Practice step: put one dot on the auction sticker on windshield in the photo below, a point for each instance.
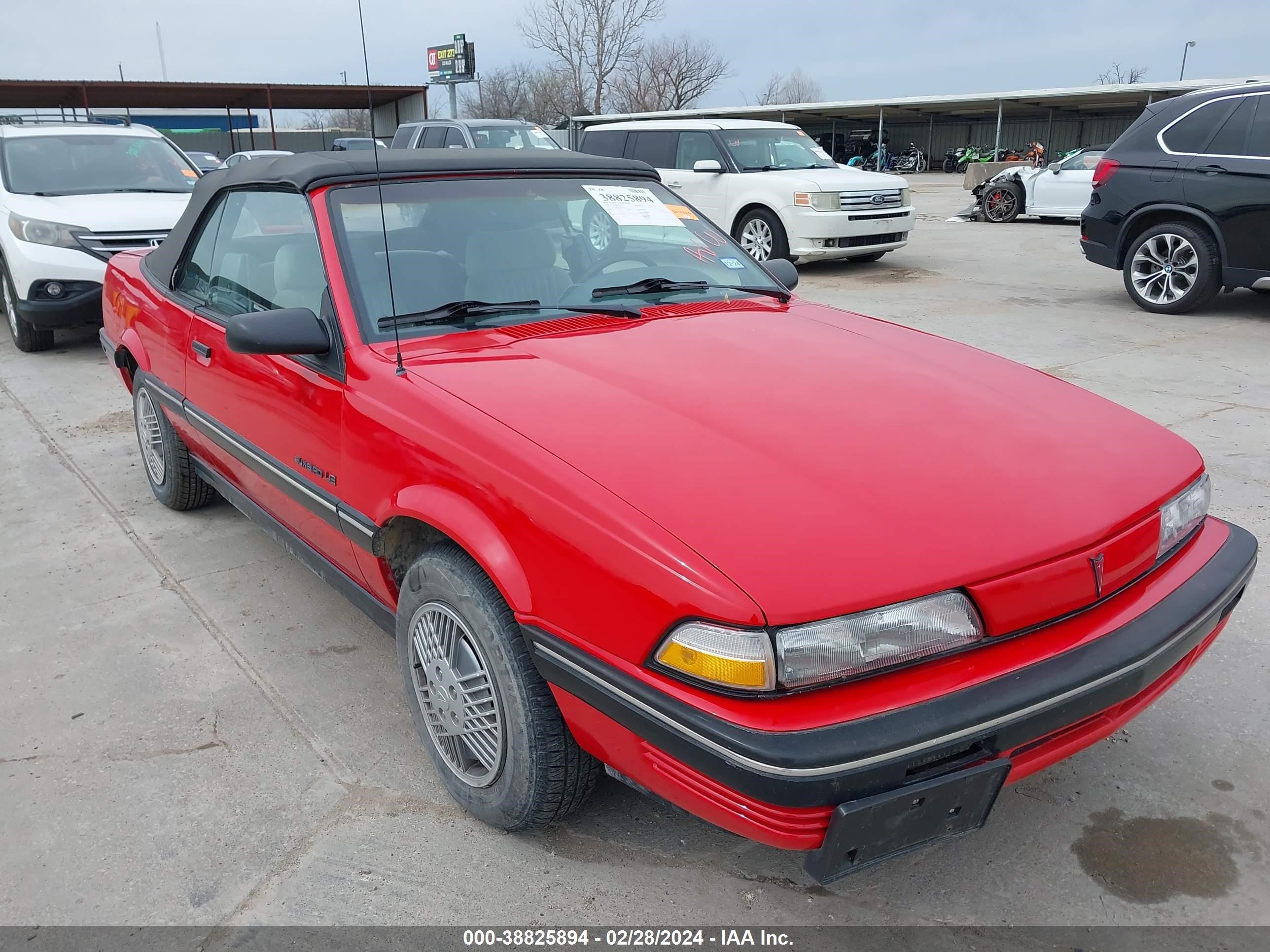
(633, 206)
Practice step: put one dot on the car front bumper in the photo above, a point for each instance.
(781, 787)
(822, 235)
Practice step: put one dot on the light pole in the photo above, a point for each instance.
(1183, 73)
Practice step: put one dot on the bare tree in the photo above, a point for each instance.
(670, 73)
(521, 92)
(1116, 75)
(354, 120)
(592, 40)
(795, 88)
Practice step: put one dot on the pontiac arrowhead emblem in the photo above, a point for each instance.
(1096, 565)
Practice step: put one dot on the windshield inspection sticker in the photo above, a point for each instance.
(633, 206)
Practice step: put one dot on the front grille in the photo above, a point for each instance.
(863, 201)
(105, 244)
(864, 240)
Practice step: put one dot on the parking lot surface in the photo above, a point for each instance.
(200, 732)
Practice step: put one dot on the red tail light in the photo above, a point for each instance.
(1104, 170)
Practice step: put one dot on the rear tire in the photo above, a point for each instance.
(1001, 202)
(26, 336)
(761, 234)
(1172, 268)
(492, 729)
(164, 456)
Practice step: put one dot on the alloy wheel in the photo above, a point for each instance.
(756, 238)
(150, 435)
(1164, 268)
(1000, 204)
(457, 695)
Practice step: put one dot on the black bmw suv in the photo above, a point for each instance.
(1181, 201)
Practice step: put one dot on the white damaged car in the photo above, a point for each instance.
(1056, 191)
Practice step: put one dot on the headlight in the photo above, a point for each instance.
(821, 201)
(43, 233)
(834, 649)
(1183, 513)
(731, 658)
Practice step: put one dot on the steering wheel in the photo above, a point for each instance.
(614, 259)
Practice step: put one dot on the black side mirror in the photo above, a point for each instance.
(783, 271)
(285, 331)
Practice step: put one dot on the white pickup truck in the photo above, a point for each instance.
(768, 183)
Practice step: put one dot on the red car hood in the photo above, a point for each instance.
(828, 462)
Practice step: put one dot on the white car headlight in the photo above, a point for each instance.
(821, 201)
(43, 233)
(837, 648)
(732, 658)
(1183, 513)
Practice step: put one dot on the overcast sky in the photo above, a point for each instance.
(855, 50)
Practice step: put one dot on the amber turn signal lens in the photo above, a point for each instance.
(726, 657)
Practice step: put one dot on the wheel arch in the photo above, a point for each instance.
(1154, 215)
(423, 516)
(750, 207)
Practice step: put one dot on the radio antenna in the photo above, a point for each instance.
(379, 187)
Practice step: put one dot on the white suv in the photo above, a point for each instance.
(768, 183)
(71, 195)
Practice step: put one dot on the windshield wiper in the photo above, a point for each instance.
(457, 311)
(666, 285)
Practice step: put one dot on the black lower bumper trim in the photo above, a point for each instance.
(84, 307)
(828, 766)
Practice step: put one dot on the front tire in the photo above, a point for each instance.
(168, 465)
(26, 336)
(481, 708)
(761, 234)
(1002, 202)
(1172, 268)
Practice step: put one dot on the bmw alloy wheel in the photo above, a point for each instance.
(1165, 268)
(150, 435)
(457, 695)
(756, 238)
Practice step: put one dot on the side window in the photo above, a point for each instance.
(266, 254)
(1194, 131)
(695, 146)
(1233, 139)
(195, 276)
(1259, 137)
(605, 142)
(657, 149)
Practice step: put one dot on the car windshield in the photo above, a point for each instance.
(511, 137)
(769, 150)
(569, 244)
(87, 164)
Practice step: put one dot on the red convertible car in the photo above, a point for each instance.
(823, 580)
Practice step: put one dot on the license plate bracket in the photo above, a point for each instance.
(870, 830)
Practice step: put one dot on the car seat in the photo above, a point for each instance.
(515, 266)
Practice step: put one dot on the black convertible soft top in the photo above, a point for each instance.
(308, 170)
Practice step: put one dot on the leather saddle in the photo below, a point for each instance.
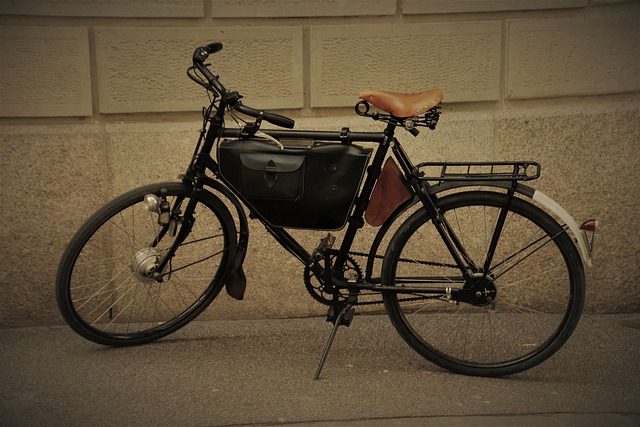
(403, 104)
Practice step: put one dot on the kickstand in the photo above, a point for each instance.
(344, 318)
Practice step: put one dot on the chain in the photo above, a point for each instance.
(417, 298)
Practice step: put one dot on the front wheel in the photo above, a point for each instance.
(527, 304)
(103, 287)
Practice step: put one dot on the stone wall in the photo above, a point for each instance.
(94, 100)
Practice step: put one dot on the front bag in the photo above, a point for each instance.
(312, 185)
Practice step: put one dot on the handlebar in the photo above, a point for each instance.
(232, 99)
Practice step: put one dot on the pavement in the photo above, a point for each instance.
(260, 373)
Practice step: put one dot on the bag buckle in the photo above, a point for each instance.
(270, 175)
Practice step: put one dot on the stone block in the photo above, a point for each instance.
(44, 71)
(53, 178)
(105, 8)
(411, 7)
(463, 59)
(143, 69)
(589, 157)
(301, 8)
(591, 55)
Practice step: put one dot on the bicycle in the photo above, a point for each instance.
(478, 276)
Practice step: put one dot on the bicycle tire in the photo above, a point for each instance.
(99, 290)
(539, 283)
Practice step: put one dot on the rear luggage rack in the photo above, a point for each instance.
(477, 171)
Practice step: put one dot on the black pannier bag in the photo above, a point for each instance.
(310, 185)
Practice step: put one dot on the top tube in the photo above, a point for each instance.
(345, 136)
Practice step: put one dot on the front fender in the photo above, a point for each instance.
(237, 282)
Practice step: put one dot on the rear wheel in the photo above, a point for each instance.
(103, 287)
(515, 316)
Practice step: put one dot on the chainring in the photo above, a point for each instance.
(315, 285)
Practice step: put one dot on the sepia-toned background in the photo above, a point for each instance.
(94, 100)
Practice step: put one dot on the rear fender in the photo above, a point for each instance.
(580, 238)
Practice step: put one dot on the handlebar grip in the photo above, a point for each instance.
(202, 53)
(279, 120)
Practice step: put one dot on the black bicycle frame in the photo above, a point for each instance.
(203, 161)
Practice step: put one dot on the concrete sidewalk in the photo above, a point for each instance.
(259, 373)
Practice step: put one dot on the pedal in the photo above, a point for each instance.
(325, 246)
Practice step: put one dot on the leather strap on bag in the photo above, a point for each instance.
(390, 191)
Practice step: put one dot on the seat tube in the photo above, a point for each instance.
(356, 220)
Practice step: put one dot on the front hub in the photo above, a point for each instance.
(480, 290)
(144, 264)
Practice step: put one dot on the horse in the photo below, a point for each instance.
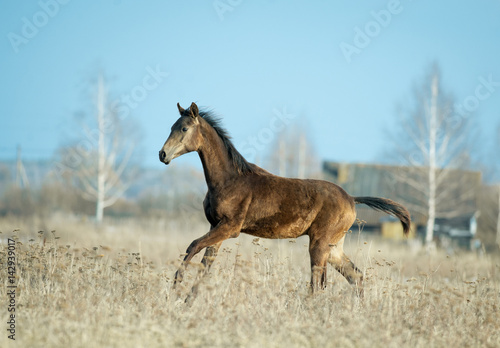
(244, 198)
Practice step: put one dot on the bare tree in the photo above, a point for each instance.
(99, 159)
(433, 143)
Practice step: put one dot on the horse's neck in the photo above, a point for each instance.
(215, 160)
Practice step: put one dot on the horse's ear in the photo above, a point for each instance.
(181, 110)
(193, 110)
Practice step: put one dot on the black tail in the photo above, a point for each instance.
(389, 207)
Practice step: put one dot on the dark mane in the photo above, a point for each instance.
(239, 162)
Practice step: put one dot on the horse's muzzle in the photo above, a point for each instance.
(163, 156)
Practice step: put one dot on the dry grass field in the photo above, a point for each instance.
(82, 286)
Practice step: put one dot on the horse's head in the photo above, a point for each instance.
(185, 135)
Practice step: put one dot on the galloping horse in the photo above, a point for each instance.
(243, 197)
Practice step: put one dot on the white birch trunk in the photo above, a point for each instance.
(431, 217)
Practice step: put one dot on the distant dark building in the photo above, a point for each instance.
(455, 224)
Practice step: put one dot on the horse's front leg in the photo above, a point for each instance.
(214, 238)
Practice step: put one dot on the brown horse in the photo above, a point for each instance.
(243, 197)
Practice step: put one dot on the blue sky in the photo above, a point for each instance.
(247, 60)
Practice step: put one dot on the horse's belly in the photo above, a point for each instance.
(273, 228)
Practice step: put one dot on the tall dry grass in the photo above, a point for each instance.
(82, 286)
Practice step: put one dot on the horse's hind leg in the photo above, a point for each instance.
(318, 250)
(210, 255)
(344, 266)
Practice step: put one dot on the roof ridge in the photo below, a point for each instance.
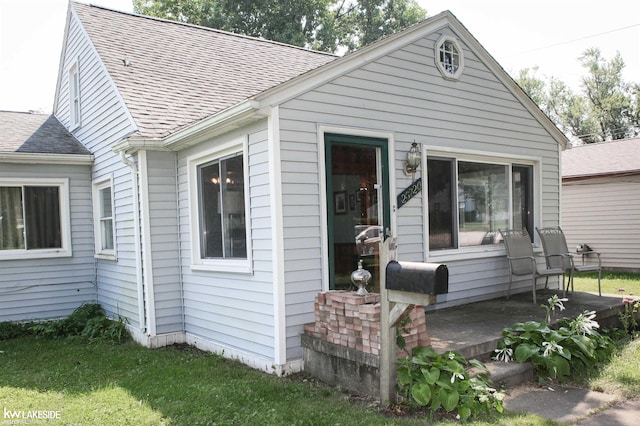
(606, 142)
(24, 112)
(200, 27)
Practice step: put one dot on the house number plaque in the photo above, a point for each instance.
(410, 192)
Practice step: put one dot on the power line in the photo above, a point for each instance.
(578, 39)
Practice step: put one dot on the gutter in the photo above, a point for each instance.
(39, 158)
(137, 238)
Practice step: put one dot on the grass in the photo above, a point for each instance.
(97, 382)
(120, 384)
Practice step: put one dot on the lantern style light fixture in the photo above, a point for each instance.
(413, 159)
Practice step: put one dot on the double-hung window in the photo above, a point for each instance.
(220, 238)
(34, 219)
(104, 230)
(470, 200)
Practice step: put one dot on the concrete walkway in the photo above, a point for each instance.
(570, 405)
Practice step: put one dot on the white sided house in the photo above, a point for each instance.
(601, 200)
(245, 176)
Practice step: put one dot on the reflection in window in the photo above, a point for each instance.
(30, 218)
(222, 209)
(483, 198)
(449, 57)
(468, 208)
(440, 177)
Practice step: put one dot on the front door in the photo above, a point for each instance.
(357, 206)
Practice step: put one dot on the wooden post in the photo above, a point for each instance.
(393, 306)
(387, 333)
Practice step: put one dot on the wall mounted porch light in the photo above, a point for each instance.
(413, 159)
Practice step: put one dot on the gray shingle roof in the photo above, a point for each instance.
(36, 133)
(601, 159)
(179, 73)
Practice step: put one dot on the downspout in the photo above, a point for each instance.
(138, 238)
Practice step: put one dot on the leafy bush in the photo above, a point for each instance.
(574, 347)
(629, 317)
(443, 382)
(11, 330)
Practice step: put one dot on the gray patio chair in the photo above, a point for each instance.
(522, 260)
(558, 255)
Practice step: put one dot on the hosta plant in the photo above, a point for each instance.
(574, 347)
(429, 379)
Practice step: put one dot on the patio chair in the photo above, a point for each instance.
(523, 262)
(558, 255)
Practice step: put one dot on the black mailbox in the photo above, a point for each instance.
(417, 277)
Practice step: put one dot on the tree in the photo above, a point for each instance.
(605, 109)
(326, 25)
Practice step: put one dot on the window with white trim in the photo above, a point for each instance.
(74, 96)
(470, 200)
(34, 219)
(449, 57)
(220, 237)
(104, 230)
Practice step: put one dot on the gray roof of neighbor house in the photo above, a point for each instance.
(602, 159)
(37, 134)
(180, 74)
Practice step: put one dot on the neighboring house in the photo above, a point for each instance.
(601, 200)
(46, 230)
(239, 171)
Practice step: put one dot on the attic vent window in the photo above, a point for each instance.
(449, 58)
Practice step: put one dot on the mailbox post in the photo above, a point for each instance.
(402, 287)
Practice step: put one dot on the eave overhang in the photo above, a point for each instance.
(39, 158)
(231, 118)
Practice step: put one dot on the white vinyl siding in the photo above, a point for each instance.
(232, 309)
(44, 288)
(403, 94)
(603, 213)
(74, 96)
(105, 121)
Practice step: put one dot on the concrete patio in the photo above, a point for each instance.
(475, 329)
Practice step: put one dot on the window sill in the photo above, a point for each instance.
(106, 256)
(33, 254)
(466, 253)
(237, 267)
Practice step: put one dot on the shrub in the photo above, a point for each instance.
(11, 330)
(88, 320)
(574, 347)
(443, 382)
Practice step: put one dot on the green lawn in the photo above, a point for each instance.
(120, 384)
(89, 383)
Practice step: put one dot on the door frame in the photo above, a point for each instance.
(382, 140)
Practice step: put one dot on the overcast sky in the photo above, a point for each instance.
(550, 34)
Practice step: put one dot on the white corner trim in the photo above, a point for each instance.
(277, 244)
(147, 277)
(158, 341)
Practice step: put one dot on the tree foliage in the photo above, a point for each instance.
(605, 108)
(326, 25)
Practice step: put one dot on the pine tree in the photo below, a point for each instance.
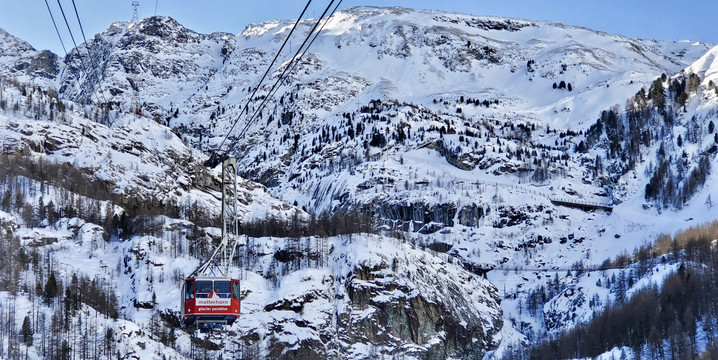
(26, 332)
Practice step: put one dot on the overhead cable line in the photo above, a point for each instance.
(84, 66)
(269, 68)
(56, 30)
(286, 68)
(289, 68)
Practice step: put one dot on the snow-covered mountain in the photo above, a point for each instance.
(478, 143)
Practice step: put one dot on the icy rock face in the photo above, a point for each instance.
(17, 57)
(147, 56)
(366, 296)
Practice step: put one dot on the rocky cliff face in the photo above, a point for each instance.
(20, 59)
(371, 296)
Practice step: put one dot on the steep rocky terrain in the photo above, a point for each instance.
(475, 145)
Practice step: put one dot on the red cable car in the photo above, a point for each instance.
(210, 301)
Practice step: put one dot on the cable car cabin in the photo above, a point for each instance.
(210, 301)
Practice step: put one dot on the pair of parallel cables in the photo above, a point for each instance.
(84, 67)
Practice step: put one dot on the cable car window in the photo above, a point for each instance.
(235, 290)
(189, 290)
(221, 288)
(204, 287)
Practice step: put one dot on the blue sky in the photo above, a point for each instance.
(655, 19)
::::::::::
Without the pictures, repeat exactly the lines running from the line containing "Practice step: put one dot on the white corner" through the end of the data, both ends included.

CORRECT RESPONSE:
Practice step: put one dot on the white corner trim in the photo above, a point for each instance.
(277, 244)
(147, 277)
(158, 341)
Practice step: put one dot on the tree foliage in the photo above, a point for each instance.
(605, 108)
(326, 25)
Practice step: put one dot on the pine tree in the photo below, a point for each instance.
(26, 332)
Practice step: put one dot on the overhead cable line in the photo above, a point for each instance.
(84, 66)
(269, 68)
(56, 30)
(286, 68)
(289, 68)
Practice step: put one dot on the snow-covered mountain in the photo above, a point for each instance.
(478, 143)
Practice step: put one dot on the icy rock face in the photo above, a point for each instance.
(17, 57)
(147, 56)
(366, 296)
Practice step: put one dot on the rocky cliff face in the photo above, a point for each instance.
(20, 59)
(371, 296)
Practice step: put one dot on the steep rocky terrain in the photo above, a point for each instance.
(475, 145)
Practice step: put one dot on the red cable car in the photo above, a point for each instance.
(210, 301)
Practice step: put one dot on the cable car cabin in the photo above, a point for each instance.
(210, 301)
Practice step: put one dot on the pair of parallel cables in the photo above, a point for each instance.
(84, 67)
Practice step: put one dot on the cable car window in the photo above, a point for each instance.
(235, 290)
(189, 290)
(221, 288)
(204, 287)
Practice step: put one dot on the blue sky in the photo above, a point for each instance.
(655, 19)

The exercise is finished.